■ **WHAT THE TASK ASKS**
Where the string "cardboard" occurs in the material below, report the whole line.
**** DATA
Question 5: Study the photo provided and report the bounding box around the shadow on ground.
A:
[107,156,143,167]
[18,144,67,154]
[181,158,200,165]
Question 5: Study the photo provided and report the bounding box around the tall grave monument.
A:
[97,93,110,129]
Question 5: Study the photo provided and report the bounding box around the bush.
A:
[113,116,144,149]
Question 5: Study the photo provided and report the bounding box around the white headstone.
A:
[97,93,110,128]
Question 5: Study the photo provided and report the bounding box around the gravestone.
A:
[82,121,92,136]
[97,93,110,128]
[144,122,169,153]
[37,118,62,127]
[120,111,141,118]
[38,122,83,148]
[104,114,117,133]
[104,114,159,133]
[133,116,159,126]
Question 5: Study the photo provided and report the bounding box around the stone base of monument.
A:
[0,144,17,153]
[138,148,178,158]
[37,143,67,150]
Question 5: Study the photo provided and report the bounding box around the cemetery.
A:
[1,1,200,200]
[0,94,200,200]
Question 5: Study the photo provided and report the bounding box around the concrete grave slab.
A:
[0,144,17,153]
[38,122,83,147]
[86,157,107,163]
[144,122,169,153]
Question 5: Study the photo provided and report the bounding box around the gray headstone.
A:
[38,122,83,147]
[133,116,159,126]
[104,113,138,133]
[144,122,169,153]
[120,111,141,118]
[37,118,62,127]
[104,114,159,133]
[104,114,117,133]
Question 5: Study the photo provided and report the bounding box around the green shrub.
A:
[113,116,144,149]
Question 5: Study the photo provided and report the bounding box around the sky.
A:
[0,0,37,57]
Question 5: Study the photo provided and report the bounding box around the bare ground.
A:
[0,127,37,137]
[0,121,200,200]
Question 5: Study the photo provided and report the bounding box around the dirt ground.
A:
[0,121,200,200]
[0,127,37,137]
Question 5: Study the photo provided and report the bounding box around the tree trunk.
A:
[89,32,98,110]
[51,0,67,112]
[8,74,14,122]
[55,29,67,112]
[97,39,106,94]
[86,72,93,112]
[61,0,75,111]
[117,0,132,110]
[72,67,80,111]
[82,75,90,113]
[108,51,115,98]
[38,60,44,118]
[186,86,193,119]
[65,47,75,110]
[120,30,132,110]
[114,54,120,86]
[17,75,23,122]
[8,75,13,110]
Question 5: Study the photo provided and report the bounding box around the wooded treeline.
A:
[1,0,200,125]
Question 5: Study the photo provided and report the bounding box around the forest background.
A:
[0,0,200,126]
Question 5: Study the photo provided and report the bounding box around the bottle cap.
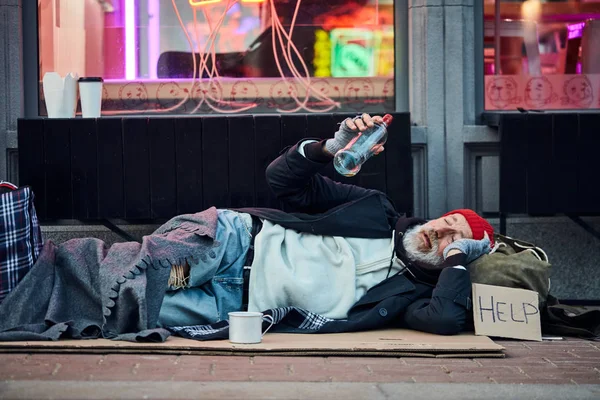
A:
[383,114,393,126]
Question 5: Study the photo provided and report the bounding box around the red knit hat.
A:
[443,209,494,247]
********
**** DATA
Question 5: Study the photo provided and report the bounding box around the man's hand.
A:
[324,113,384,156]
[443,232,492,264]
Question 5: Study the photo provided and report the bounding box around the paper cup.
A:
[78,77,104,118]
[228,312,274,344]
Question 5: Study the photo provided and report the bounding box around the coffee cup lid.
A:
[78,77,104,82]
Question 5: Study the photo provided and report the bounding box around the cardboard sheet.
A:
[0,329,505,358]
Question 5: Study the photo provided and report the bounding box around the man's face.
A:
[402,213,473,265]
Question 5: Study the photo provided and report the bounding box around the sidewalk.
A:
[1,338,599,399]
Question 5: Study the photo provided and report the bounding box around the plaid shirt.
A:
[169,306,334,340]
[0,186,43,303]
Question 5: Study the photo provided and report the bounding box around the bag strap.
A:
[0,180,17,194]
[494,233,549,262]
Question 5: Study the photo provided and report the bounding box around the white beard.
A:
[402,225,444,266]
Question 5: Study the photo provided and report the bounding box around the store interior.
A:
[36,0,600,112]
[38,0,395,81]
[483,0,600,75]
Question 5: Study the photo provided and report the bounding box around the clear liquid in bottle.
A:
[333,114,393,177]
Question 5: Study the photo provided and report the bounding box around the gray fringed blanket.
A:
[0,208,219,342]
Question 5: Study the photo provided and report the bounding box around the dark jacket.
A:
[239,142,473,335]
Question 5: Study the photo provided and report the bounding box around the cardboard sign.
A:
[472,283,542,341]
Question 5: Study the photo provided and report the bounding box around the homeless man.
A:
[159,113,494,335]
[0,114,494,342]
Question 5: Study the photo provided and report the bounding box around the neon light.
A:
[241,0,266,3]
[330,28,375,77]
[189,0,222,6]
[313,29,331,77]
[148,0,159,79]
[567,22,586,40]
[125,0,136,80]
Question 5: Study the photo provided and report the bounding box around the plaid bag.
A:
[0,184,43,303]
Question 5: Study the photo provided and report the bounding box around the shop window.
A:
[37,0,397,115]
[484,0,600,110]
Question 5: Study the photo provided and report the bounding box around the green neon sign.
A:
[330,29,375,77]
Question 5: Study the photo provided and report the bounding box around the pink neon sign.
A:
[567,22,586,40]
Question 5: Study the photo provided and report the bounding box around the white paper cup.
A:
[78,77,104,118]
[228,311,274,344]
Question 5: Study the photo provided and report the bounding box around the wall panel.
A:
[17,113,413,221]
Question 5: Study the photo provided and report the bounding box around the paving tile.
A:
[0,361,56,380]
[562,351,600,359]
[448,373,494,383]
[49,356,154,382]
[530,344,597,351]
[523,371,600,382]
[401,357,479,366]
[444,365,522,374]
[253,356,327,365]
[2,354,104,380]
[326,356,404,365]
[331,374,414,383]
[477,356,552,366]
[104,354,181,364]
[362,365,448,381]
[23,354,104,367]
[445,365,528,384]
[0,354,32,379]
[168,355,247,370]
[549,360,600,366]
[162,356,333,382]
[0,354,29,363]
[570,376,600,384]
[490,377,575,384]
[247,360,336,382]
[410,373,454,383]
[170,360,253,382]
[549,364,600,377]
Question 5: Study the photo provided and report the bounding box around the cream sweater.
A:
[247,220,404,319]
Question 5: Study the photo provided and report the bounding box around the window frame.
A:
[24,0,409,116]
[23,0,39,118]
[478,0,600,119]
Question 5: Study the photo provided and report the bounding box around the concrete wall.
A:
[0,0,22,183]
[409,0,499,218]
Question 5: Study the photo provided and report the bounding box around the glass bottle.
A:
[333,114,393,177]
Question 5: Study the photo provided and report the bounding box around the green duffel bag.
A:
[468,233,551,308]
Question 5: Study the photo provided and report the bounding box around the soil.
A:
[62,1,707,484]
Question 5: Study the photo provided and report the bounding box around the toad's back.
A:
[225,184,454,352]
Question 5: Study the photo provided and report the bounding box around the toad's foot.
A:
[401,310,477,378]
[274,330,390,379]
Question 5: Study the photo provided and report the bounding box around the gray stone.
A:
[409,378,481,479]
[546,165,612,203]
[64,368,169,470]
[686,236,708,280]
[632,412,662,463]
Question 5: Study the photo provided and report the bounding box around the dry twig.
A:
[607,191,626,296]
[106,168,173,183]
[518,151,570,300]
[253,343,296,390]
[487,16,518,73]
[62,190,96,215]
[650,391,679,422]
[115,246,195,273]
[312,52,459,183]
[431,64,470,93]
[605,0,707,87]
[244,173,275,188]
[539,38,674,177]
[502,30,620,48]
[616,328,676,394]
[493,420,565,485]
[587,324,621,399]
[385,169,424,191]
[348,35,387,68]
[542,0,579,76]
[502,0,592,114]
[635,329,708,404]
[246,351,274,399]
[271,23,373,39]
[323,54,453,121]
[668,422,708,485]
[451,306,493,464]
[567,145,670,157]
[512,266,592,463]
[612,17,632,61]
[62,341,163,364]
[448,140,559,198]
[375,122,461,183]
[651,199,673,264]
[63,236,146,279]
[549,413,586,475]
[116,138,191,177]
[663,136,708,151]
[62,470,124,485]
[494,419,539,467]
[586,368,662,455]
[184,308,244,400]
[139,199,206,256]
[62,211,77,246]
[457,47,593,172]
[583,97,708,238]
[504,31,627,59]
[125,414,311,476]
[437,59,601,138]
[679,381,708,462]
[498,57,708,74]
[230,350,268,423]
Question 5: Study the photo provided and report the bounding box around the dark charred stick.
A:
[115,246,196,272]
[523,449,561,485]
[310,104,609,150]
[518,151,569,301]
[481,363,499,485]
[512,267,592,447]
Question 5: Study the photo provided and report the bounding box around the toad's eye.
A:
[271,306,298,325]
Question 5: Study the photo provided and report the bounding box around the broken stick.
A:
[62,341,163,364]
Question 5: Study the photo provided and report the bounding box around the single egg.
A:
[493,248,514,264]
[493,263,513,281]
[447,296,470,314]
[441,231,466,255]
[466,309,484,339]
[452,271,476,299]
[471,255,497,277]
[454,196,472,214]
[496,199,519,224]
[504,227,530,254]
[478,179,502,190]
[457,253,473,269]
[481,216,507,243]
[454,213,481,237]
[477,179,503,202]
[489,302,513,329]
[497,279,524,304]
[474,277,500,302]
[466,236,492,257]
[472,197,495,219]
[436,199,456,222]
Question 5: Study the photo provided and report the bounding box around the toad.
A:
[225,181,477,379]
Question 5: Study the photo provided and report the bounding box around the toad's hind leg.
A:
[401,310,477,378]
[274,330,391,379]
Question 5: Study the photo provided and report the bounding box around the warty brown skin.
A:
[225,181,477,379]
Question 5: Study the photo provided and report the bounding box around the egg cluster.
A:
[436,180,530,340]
********
**** DATA
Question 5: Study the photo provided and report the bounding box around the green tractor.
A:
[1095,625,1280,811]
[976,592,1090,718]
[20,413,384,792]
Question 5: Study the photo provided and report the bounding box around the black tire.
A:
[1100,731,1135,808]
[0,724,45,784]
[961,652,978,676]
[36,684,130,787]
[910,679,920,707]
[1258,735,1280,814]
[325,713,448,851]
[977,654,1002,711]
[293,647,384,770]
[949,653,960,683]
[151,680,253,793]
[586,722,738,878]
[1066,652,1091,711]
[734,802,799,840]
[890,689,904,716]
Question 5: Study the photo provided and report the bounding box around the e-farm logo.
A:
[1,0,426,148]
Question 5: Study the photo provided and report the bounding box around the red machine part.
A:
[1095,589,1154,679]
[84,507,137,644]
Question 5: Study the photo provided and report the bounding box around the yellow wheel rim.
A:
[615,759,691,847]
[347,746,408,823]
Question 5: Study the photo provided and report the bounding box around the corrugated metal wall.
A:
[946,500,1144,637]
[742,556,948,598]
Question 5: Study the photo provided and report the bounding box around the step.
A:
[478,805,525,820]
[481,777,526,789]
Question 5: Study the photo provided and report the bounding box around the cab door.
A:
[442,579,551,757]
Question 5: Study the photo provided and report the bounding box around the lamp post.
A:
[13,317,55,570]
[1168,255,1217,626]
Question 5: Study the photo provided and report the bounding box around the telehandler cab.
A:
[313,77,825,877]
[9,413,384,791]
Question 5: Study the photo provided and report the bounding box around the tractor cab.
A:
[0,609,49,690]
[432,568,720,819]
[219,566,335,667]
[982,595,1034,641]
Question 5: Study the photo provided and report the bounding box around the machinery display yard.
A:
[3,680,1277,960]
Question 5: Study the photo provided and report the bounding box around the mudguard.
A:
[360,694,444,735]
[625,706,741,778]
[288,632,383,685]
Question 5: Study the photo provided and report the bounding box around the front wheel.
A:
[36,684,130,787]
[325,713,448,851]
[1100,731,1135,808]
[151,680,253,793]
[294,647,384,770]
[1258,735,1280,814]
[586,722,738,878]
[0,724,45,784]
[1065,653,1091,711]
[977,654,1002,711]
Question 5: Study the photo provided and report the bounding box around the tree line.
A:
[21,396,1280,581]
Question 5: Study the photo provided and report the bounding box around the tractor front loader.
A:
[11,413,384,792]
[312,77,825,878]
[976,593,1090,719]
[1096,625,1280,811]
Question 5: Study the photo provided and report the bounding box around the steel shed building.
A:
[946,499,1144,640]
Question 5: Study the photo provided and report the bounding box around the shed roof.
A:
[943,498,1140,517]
********
■ **RESPONSE TO THE EXERCISE**
Question 5: Study the photo provided and report the bounding box around the cardboard sheet.
Question 5: Study the photo provided and report the bounding box around the cardboard sign.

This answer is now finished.